→ **Supplied data**:
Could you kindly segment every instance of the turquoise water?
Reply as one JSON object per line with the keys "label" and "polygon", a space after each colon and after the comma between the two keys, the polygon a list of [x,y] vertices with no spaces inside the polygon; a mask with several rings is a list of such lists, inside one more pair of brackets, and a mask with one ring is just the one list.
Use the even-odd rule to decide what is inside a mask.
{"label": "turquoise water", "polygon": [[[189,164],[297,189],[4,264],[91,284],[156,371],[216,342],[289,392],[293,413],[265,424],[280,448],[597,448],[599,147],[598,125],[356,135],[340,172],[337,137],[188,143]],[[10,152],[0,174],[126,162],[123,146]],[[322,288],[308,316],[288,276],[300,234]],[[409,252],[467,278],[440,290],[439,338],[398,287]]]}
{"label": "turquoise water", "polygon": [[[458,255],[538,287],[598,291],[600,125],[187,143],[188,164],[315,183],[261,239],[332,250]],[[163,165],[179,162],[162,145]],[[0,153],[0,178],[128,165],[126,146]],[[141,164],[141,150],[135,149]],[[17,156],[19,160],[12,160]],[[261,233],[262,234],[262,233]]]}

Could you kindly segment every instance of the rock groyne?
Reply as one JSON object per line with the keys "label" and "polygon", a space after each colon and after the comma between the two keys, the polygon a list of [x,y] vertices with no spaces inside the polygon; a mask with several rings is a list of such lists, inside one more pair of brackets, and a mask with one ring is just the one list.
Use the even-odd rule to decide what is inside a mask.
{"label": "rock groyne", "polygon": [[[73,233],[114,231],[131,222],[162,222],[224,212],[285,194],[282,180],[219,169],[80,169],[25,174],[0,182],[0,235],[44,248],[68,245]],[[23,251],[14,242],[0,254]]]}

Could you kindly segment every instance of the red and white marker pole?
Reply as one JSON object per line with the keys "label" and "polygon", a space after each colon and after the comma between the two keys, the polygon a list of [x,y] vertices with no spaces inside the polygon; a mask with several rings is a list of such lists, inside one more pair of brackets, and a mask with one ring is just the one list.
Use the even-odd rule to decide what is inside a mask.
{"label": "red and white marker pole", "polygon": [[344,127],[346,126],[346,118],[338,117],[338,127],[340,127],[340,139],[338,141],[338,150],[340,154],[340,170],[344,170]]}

→ **The task**: Copy out all of the lines above word for word, keeping every character and space the same.

→ **Result of the exercise**:
Could you kindly segment every instance of the turquoise water?
Reply as one JSON object per line with the keys "label" and "polygon", a space after each colon and after the comma between the two keys, the polygon a list of [x,y] vertices with no spaces inside the polygon; a mask with several rings is a list of such lists, inside one more pair of brackets, and a mask with one ring is just the one list.
Use the even-odd rule to decide what is inside a mask.
{"label": "turquoise water", "polygon": [[[189,164],[297,189],[4,264],[91,284],[156,371],[216,342],[289,392],[293,413],[265,424],[280,448],[597,448],[599,147],[598,125],[356,135],[340,172],[337,137],[188,143]],[[10,152],[0,174],[126,162],[123,146]],[[322,288],[308,316],[288,276],[300,234]],[[409,252],[467,278],[440,290],[439,338],[398,287]]]}
{"label": "turquoise water", "polygon": [[[458,255],[538,287],[598,291],[600,125],[187,143],[188,164],[315,183],[261,239],[332,250]],[[163,165],[179,162],[162,145]],[[0,153],[0,178],[128,165],[126,146]],[[141,164],[141,150],[135,149]],[[17,156],[19,160],[12,160]],[[261,233],[262,234],[262,233]]]}

Could you kindly segment every instance of the rock groyne?
Reply as one JSON object per line with the keys "label" and "polygon", a space after each colon and after the comma between the two keys, the polygon a list of [x,y] vertices with no spaces inside the polygon; a mask with several rings is a list of such lists, inside one more pair of brackets, and a mask with one ring is just the one list.
Use the even-odd rule to decide what is inside a mask.
{"label": "rock groyne", "polygon": [[[73,233],[114,231],[131,222],[162,222],[224,212],[285,194],[282,180],[219,169],[80,169],[25,174],[0,182],[0,235],[44,248],[68,245]],[[23,251],[14,242],[0,254]]]}

Could you kindly segment every instance of the red and white marker pole?
Reply as one JSON object per line with the keys "label" and "polygon", a space after each colon and after the comma between the two keys, the polygon a list of [x,y] vertices with no spaces inside the polygon; a mask with several rings is a list of such lists, inside one more pair of brackets, and a mask with one ring is just the one list.
Use the even-odd rule to decide what is inside a mask.
{"label": "red and white marker pole", "polygon": [[344,127],[346,126],[346,118],[338,117],[338,127],[340,127],[340,139],[338,141],[338,150],[340,154],[340,170],[344,170]]}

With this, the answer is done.